**Tu objetivo:** ¿Puedes extraer literalmente del texto de lectura el fragmento que va entre "Fue allá que" y "en su vida.", ambos incluidos?

**Texto de lectura:**
=======
L. B.: No siempre fue así. Sus primeros años en Nueva York, por ejemplo, cuando él llegó como artista joven y figurativo, nadando a contracorriente de las tendencias que predominaban en ese entonces en el mundo del arte, fueron muy difíciles. Él decía que el éxito era una mezcla de muchas cosas: de talento, dedicación, compromiso, pero también de suerte. Siempre vivió en una búsqueda constante. Fue esa búsqueda la que lo llevó a dejar su país e irse a Nueva York, a donde llegó con apenas 200 dólares en el bolsillo. Pero estando allá comenzaron a abrirse las puertas para él.
Fue allá que un día de casualidad lo visitó en su estudio Dorothy Miller, curadora del Museo de Arte Moderno, quien llegó en busca de talentos jóvenes. Mi papá acababa de pintar un cuadro titulado Mona Lisa, doce años. Ella lo vio y dijo inmediatamente: “Este cuadro es para el museo”. Lo exhibieron de manera muy destacada. Eso atrajo la atención de muchísimos galeristas y personas del mundo del arte, que reconocieron un talento en mi papá. Fue esa búsqueda constante, ese compromiso con ese único norte que hizo que las cosas sucedieran en su vida.
SEMANA: Él contaba con mucho dolor que el cuadro que más quería en la vida era Pedrito a caballo. ¿Cómo vivió la familia esa tragedia?
=======
**Entradas del listado:**
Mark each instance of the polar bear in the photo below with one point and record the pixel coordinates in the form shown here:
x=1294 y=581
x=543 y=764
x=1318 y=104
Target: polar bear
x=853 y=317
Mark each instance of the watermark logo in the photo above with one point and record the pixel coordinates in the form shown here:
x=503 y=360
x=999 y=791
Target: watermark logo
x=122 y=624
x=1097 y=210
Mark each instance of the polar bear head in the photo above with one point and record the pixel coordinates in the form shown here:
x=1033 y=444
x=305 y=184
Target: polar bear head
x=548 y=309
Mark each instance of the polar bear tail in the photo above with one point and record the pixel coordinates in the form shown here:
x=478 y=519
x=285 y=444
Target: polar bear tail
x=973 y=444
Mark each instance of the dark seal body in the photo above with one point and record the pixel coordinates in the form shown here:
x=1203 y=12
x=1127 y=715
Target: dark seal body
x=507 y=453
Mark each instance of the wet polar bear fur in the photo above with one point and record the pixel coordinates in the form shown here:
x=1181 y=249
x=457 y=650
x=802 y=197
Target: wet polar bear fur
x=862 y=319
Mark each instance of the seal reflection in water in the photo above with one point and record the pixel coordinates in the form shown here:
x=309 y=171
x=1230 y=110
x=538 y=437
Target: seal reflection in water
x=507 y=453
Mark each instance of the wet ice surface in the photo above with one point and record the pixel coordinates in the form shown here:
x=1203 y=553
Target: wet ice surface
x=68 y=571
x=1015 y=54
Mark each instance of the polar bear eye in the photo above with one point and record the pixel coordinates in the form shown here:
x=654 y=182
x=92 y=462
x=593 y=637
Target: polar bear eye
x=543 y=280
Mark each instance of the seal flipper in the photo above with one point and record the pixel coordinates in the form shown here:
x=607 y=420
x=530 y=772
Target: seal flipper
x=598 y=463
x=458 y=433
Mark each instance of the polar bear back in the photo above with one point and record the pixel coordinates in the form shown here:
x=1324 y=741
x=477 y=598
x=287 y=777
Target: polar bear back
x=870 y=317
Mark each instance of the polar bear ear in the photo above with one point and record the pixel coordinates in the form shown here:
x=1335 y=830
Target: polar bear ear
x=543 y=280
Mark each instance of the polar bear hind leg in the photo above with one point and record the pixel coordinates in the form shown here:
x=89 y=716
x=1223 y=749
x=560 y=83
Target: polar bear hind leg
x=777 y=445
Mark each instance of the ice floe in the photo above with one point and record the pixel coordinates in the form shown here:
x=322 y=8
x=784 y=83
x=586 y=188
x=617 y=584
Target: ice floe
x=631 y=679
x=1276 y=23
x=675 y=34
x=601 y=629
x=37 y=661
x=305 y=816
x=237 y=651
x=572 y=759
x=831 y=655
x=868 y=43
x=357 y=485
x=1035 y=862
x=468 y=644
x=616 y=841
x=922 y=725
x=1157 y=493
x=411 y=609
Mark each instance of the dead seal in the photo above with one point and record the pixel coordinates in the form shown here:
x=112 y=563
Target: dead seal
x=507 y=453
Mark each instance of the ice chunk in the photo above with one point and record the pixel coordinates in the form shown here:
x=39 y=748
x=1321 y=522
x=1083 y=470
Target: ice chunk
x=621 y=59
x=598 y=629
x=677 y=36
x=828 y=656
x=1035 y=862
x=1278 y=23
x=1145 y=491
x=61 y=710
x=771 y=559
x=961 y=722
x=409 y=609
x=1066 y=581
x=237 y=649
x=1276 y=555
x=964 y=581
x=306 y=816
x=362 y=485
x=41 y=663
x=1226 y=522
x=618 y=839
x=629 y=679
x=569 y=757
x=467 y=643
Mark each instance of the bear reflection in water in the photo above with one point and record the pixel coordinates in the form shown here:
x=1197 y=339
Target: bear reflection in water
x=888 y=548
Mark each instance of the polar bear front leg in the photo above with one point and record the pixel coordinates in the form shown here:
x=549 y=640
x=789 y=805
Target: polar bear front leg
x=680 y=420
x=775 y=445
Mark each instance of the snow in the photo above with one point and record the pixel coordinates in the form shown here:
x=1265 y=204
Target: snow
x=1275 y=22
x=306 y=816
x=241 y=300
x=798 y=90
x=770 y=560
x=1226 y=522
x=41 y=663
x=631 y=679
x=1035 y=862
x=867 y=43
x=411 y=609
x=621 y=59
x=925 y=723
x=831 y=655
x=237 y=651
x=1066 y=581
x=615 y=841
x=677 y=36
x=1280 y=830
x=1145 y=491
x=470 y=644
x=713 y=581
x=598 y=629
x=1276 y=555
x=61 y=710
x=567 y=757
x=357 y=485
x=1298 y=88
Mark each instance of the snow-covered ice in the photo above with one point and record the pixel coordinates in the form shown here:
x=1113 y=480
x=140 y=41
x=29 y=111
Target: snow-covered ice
=======
**Resultado:**
Fue allá que un día de casualidad lo visitó en su estudio Dorothy Miller, curadora del Museo de Arte Moderno, quien llegó en busca de talentos jóvenes. Mi papá acababa de pintar un cuadro titulado Mona Lisa, doce años. Ella lo vio y dijo inmediatamente: “Este cuadro es para el museo”. Lo exhibieron de manera muy destacada. Eso atrajo la atención de muchísimos galeristas y personas del mundo del arte, que reconocieron un talento en mi papá. Fue esa búsqueda constante, ese compromiso con ese único norte que hizo que las cosas sucedieran en su vida.